(Required action)
Repeat the lines beginning at the one with "Could you please indicate the white cloud" and running to the end of the material, keeping the first and last of them, exactly as they appear.

(Data for review)
▽
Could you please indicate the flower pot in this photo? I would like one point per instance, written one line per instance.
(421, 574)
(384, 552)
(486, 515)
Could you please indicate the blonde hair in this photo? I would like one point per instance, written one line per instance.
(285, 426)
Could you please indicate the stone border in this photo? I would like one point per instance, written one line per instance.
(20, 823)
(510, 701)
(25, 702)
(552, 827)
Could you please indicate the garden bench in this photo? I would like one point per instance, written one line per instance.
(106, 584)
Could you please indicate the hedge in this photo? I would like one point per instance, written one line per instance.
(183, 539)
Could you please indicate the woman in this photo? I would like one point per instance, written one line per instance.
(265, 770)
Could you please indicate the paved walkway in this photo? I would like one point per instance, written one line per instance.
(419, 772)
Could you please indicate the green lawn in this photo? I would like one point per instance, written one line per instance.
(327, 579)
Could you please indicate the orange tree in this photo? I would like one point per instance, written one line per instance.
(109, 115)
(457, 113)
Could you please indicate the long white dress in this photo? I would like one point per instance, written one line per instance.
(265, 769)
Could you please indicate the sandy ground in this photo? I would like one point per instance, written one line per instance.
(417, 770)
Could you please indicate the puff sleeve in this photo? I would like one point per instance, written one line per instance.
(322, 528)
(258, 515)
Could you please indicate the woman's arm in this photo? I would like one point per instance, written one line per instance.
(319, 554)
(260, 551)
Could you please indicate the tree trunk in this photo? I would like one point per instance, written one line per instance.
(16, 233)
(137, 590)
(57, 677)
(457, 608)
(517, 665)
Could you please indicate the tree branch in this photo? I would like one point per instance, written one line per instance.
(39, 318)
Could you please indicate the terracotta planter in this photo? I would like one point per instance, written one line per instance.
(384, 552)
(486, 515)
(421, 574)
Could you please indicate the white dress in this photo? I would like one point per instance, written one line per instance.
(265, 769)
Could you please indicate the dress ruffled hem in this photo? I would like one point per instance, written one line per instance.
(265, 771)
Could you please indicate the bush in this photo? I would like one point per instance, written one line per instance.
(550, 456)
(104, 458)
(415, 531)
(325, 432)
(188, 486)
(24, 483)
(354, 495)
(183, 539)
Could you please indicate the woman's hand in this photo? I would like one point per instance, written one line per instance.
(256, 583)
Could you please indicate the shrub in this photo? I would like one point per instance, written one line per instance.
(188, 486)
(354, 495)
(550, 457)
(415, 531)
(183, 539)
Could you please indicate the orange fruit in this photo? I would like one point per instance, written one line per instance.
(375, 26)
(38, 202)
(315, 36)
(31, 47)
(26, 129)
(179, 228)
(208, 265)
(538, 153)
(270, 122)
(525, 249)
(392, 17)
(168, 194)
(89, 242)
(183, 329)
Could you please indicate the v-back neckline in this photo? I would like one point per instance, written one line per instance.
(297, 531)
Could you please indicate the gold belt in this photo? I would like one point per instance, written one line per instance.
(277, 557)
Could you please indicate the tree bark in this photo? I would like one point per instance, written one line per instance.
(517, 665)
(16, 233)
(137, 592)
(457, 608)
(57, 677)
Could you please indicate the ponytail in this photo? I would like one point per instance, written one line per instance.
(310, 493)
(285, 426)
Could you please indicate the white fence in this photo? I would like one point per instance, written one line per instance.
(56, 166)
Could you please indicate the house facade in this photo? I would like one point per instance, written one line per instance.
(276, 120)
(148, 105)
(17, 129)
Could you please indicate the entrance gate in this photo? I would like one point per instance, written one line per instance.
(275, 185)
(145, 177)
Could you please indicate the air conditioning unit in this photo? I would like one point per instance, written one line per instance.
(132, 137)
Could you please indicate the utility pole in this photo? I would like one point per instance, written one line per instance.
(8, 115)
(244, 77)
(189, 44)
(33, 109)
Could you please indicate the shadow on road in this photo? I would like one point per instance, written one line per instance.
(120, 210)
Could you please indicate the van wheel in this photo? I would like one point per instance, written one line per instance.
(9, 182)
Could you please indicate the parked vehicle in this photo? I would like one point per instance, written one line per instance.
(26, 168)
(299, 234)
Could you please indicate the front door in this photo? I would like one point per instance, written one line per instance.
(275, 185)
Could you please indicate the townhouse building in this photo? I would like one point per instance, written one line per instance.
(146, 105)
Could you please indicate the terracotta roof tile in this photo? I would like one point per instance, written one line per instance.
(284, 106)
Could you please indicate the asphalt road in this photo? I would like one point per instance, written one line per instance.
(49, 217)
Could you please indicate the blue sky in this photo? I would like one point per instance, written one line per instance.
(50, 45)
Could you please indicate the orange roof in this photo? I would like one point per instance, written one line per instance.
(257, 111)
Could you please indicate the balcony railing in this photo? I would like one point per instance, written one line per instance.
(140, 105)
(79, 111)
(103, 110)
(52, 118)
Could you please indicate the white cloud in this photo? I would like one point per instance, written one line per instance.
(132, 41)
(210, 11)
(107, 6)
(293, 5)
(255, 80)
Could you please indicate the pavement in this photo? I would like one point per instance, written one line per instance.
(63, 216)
△
(Answer space)
Could you please indicate the white cloud in this photo? I would like one point per instance, written one line per instance.
(132, 41)
(210, 11)
(107, 6)
(293, 5)
(255, 80)
Could you please indicate the pavement in this photo? I would like one point per instance, written one line per instance.
(63, 216)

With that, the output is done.